Natural-language object grounding data:
# # #
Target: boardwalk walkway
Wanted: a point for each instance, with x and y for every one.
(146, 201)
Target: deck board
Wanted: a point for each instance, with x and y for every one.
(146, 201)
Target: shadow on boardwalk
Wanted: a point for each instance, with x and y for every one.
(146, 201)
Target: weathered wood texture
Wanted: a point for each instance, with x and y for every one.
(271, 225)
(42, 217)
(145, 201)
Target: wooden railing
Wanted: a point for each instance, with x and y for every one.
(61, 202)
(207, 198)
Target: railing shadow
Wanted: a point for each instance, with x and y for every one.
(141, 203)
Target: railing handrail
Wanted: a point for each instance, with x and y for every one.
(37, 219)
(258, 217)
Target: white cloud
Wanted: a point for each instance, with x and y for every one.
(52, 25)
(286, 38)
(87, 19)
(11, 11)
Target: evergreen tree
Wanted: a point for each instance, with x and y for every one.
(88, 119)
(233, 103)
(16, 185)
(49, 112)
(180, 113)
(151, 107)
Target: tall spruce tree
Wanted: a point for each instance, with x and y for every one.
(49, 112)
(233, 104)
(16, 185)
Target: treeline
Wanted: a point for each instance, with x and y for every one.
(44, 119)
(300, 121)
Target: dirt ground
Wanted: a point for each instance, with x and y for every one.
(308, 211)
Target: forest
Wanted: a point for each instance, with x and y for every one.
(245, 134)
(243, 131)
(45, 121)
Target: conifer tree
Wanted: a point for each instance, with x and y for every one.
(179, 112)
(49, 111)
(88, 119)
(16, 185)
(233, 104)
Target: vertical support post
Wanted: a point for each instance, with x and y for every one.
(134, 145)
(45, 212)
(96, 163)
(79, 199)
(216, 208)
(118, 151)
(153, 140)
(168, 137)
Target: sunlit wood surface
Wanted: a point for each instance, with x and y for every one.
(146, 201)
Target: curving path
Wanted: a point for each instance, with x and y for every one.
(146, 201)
# # #
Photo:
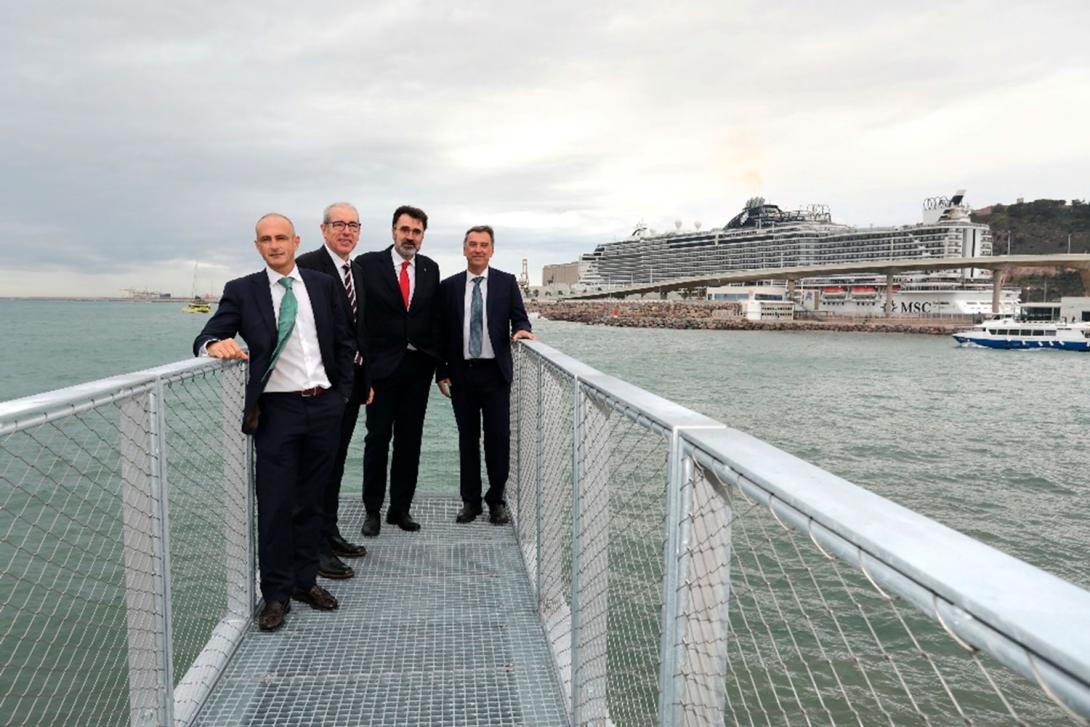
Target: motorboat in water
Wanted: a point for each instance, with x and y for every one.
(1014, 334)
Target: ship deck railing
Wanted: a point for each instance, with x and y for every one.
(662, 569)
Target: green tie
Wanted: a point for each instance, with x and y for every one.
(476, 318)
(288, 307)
# # #
About this exercise - Copy all lines above where "boardwalk" is present.

Answer space -
Target: boardwalk walkway
Target: shadow on boardwalk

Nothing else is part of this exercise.